Requirements
Convert the lines below, from the line containing "the gray jacket" through the end of the records, into a JSON list of strings with one string per line, omitting any blank lines.
>> Start Given information
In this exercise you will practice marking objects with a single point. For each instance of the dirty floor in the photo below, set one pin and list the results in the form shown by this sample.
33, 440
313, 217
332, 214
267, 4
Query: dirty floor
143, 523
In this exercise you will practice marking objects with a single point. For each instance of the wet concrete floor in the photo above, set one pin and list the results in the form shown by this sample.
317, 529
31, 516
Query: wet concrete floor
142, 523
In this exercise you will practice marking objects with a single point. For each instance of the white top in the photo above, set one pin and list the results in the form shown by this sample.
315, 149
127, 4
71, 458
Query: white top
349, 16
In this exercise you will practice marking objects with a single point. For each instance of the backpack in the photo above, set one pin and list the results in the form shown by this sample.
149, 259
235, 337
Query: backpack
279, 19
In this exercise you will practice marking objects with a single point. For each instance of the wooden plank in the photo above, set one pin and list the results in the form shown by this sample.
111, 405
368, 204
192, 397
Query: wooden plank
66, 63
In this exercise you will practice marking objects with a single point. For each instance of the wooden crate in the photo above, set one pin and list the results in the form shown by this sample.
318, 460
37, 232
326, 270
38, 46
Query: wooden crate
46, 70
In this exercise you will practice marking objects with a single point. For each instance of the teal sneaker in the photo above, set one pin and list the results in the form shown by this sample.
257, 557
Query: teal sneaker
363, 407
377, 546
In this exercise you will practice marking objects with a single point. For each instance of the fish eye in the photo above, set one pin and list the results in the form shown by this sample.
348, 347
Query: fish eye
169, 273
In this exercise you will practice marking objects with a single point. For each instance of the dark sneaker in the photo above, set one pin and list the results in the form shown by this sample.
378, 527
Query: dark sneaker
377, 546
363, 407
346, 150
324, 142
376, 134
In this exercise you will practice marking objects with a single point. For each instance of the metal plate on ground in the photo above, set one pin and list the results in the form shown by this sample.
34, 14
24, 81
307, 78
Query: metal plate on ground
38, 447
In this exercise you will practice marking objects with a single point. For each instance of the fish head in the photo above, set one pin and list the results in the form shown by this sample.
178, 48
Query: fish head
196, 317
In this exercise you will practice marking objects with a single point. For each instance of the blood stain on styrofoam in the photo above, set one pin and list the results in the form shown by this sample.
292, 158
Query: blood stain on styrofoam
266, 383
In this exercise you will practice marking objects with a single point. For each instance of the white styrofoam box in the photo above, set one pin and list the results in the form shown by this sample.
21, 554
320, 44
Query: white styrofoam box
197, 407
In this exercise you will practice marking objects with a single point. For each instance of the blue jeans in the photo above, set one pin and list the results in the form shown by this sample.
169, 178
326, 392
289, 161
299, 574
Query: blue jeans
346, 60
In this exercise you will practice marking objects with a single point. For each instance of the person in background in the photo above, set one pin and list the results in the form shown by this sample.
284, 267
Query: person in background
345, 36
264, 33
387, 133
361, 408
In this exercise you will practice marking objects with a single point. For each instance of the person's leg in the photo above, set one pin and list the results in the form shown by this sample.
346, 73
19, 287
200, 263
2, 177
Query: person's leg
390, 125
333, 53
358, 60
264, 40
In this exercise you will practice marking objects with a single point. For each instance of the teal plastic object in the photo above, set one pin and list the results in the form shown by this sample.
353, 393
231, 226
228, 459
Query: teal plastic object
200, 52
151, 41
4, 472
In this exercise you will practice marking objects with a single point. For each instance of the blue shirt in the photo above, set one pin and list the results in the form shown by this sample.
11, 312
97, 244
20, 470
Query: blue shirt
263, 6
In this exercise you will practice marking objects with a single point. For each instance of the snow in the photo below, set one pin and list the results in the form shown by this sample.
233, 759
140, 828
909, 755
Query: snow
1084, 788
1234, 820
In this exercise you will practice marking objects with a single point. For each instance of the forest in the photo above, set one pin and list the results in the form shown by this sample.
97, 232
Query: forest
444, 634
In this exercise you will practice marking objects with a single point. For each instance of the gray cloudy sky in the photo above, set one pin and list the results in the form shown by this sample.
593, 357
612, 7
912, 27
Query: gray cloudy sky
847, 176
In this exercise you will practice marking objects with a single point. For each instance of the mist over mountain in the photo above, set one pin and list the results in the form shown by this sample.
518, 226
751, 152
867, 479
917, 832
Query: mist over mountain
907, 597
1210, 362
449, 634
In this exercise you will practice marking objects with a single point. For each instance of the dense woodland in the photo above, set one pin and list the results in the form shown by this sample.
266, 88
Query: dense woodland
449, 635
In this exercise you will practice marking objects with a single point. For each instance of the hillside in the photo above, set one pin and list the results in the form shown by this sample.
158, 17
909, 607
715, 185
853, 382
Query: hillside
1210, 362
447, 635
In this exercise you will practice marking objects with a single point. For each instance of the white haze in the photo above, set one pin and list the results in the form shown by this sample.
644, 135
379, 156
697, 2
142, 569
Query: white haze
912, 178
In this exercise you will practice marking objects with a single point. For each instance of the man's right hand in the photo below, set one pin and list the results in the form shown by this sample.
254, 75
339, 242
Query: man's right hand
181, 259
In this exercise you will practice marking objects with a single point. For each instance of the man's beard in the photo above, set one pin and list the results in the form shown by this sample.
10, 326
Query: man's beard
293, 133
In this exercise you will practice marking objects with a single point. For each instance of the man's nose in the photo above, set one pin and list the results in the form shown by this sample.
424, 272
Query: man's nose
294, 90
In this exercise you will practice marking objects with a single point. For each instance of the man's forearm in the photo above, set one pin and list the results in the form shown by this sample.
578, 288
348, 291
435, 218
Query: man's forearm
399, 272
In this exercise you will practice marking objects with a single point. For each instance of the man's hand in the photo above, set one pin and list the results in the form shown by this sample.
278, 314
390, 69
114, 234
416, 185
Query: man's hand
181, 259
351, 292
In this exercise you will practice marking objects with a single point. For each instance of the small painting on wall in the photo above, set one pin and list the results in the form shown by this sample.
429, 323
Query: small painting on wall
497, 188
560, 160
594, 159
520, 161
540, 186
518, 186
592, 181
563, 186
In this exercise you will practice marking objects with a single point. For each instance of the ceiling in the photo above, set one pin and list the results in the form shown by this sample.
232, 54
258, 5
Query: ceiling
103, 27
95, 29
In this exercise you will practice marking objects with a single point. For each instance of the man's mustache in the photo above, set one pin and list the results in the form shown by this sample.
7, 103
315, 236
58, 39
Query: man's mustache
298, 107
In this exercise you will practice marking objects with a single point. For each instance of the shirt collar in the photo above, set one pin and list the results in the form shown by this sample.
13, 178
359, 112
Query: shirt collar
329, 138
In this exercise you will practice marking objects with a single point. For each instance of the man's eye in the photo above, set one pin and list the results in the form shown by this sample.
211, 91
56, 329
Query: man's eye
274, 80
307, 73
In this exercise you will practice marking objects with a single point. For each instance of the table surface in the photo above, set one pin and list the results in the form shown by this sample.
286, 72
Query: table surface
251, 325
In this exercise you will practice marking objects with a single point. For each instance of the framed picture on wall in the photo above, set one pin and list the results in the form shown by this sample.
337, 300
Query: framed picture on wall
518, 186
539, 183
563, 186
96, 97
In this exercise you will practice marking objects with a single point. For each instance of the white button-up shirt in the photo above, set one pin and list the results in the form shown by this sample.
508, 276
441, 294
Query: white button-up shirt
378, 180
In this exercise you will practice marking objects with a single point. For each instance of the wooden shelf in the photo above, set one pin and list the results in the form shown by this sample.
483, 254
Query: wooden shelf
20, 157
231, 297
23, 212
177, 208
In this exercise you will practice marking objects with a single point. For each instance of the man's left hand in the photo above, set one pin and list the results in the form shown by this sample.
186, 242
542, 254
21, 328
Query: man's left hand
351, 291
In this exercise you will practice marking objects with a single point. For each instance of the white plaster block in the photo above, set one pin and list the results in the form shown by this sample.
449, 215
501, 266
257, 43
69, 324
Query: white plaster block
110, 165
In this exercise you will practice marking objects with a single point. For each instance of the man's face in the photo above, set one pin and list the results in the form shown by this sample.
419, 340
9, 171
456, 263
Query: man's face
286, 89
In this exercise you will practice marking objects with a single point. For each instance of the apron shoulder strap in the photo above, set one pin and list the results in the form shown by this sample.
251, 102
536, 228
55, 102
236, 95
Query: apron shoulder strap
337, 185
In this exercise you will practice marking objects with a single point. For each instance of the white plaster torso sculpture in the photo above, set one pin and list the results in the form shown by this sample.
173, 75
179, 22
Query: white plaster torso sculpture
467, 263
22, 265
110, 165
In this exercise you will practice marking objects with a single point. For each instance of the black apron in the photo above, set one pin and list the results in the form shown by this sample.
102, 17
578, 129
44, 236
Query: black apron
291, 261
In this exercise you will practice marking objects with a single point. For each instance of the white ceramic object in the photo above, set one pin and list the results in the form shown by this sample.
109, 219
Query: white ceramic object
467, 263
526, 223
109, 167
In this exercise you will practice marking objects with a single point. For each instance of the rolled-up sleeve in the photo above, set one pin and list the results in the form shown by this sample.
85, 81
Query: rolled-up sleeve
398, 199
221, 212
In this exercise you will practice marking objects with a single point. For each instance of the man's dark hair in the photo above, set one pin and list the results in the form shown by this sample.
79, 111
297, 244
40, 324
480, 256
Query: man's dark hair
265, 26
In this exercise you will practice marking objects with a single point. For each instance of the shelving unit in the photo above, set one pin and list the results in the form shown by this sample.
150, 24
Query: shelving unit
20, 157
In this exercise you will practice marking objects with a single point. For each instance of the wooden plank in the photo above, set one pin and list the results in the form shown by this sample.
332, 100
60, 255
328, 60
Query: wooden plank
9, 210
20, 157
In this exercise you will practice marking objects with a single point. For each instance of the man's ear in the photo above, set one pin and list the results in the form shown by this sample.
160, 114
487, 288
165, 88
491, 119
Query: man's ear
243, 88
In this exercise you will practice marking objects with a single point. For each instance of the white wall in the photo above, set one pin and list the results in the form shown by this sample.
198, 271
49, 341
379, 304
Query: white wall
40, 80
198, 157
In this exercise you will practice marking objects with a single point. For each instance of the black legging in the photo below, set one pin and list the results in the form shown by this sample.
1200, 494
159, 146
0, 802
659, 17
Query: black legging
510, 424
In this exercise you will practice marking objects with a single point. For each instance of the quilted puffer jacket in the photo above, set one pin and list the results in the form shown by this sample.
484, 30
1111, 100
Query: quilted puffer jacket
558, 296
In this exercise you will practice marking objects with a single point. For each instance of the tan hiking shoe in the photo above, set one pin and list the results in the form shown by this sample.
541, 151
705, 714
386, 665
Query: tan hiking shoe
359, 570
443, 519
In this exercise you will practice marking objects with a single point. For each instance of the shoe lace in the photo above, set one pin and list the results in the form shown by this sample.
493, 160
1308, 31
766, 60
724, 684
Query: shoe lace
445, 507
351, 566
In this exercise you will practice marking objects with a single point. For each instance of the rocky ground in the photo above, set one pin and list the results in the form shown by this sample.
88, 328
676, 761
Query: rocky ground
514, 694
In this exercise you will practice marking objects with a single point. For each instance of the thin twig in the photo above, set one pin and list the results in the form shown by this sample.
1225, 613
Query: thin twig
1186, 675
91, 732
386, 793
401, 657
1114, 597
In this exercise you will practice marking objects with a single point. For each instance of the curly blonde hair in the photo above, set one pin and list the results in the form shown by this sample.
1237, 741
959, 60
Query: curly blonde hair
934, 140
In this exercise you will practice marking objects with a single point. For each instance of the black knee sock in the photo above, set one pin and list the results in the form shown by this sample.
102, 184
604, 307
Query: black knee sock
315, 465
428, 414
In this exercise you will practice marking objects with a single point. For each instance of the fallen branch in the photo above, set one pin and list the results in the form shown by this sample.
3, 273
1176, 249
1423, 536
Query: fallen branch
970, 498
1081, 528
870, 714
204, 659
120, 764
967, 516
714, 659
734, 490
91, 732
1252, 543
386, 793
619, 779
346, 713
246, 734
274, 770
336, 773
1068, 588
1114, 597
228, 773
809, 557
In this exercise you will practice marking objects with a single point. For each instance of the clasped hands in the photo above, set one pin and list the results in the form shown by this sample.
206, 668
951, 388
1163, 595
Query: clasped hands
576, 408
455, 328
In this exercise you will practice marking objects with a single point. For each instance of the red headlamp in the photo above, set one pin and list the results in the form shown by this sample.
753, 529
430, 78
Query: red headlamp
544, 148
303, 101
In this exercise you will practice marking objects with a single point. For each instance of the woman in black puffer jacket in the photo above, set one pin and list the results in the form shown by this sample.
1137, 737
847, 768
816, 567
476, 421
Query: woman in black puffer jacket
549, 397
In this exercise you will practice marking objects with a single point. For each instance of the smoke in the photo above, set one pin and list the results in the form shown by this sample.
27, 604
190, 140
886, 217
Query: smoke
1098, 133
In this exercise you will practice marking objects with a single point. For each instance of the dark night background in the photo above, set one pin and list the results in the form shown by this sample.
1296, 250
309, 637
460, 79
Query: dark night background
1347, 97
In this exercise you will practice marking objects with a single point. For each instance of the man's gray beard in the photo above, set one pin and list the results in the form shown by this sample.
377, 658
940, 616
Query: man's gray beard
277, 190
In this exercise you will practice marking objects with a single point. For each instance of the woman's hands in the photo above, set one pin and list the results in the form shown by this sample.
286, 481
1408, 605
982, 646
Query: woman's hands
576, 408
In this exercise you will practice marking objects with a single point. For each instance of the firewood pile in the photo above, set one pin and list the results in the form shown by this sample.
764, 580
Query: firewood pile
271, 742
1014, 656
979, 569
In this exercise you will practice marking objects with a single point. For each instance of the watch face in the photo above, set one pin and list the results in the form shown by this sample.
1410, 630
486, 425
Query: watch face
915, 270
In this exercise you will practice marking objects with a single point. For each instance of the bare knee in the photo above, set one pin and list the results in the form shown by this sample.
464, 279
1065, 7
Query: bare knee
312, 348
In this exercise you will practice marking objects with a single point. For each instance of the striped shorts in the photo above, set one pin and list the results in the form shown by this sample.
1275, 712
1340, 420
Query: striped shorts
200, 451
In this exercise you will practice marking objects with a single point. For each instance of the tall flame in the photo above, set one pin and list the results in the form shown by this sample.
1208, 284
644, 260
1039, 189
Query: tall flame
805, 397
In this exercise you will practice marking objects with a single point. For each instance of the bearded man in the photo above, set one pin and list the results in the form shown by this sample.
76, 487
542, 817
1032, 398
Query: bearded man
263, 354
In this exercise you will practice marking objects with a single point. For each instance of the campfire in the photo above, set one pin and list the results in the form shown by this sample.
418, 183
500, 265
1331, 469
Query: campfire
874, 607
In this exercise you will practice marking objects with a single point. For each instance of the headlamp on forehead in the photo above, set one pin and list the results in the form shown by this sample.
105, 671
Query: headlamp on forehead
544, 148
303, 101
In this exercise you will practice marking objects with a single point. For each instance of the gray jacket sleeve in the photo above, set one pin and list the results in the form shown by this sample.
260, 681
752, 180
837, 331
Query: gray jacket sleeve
>> End Given information
Written solution
[
  "In this exercise you will practice marking objects with a single point. For each instance of the gray jacket sleeve in the photo above, set one pin and list the results in the form shown by this sample.",
  "260, 681",
  "752, 180",
  "837, 331",
  "Query: gray jacket sleeve"
]